### Document text

Regardless of how badly you may have done things in the past, here's how to prevent problems in the future. First, start with top-shelf equipment like HP Proliant servers. Sure, there will be flames for this recommendation but, think about it. There is a reason that HP Proliant servers are the ONLY choice in almost every Fortune 1000 company. Regardless of some anecdotal whining about poor support that is sure to follow my post, HP Proliants ARE that good!
Use hot-pluggable SCSI drives attached to a battery backed-up RAID controller and a hot-spare drive. Do NOT use IDE and you might even want to forgo SATA though they are a possibility. Use high quality ECC memory, dual processors, redundant power supplies and don't forget to fully utilize HP's management utilities to monitor and manage the server. SNMP and HP's Insight Manager will not only let you know, via alarms or alerts or pagers or email, before a drive fails. It will let you know when your logs are getting too large or your utilization is too high or even restart Apache for you should it fail.
Now this is all well and good for greatly reducing downtime to almost none but, it doesn't guarantee uptime. To guarantee 100% uptime you need to implement redundant systems behind a load-balancer or implement a cluster. If you're super paranoid, both. Naturally you need to also have redundant power sources and network connectivity with all this so that you do not have a single point of failure ANYWHERE.
Naturally, all this will cost big piles of cash. But that's what it takes for 100% uptime. If you're going to try and use white-box desktop hardware you've already failed it!
are extremely low given the MTBF of modern drives. You have a better chance of a power supply or fan failure.
On that basis I am going to make some wild assed guesses that are more probable given the little information we have.

### Raw records
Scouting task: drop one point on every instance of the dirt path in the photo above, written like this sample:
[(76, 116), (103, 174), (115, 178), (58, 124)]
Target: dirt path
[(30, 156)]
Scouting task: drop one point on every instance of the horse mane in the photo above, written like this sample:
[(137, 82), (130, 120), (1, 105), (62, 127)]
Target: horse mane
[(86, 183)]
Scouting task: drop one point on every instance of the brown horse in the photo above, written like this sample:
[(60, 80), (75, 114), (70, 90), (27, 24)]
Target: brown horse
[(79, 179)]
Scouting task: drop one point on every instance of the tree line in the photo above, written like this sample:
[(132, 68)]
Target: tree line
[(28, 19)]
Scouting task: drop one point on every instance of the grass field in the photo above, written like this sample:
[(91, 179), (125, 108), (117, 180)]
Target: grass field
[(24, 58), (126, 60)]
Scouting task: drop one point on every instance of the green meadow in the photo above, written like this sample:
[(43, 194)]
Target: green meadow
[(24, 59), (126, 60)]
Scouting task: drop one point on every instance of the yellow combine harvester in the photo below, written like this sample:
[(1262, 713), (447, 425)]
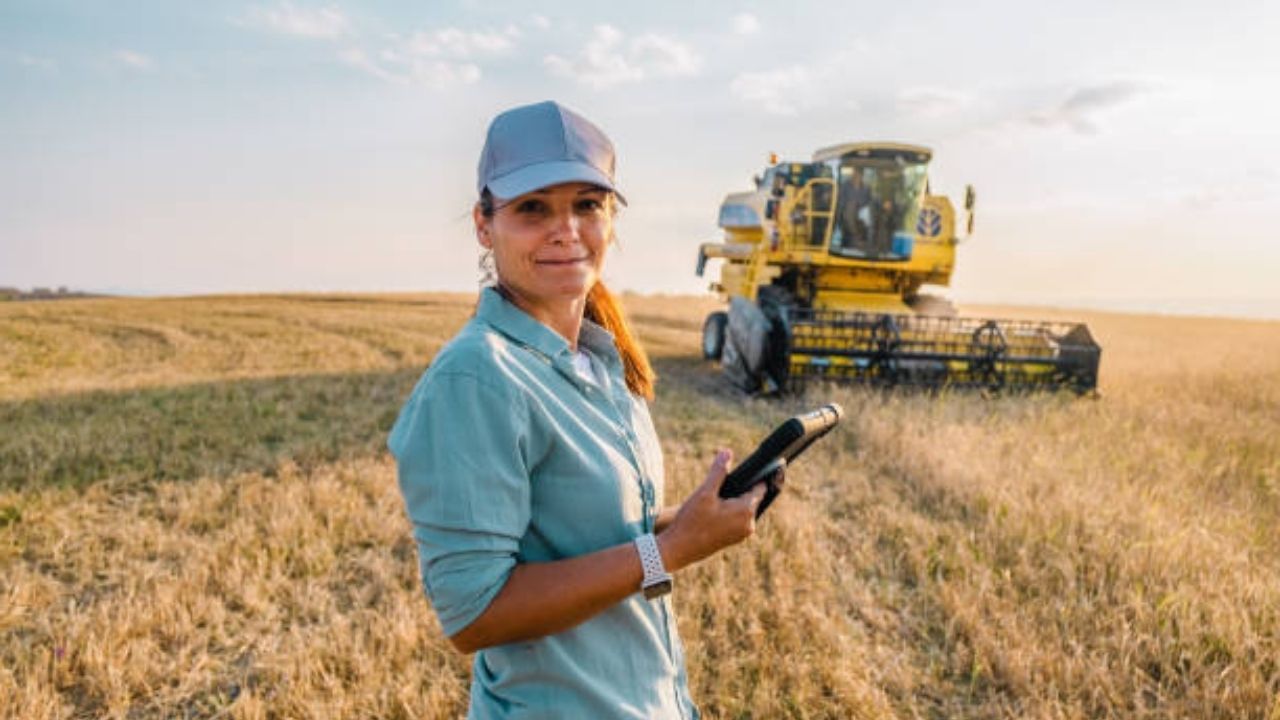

### Task goal
Reproduce the server uptime post word for word, beginning at the words "Now this is" and stopping after "or fan failure.".

### Answer to this exercise
Now this is all well and good for greatly reducing downtime to almost none but, it doesn't guarantee uptime. To guarantee 100% uptime you need to implement redundant systems behind a load-balancer or implement a cluster. If you're super paranoid, both. Naturally you need to also have redundant power sources and network connectivity with all this so that you do not have a single point of failure ANYWHERE.
Naturally, all this will cost big piles of cash. But that's what it takes for 100% uptime. If you're going to try and use white-box desktop hardware you've already failed it!
are extremely low given the MTBF of modern drives. You have a better chance of a power supply or fan failure.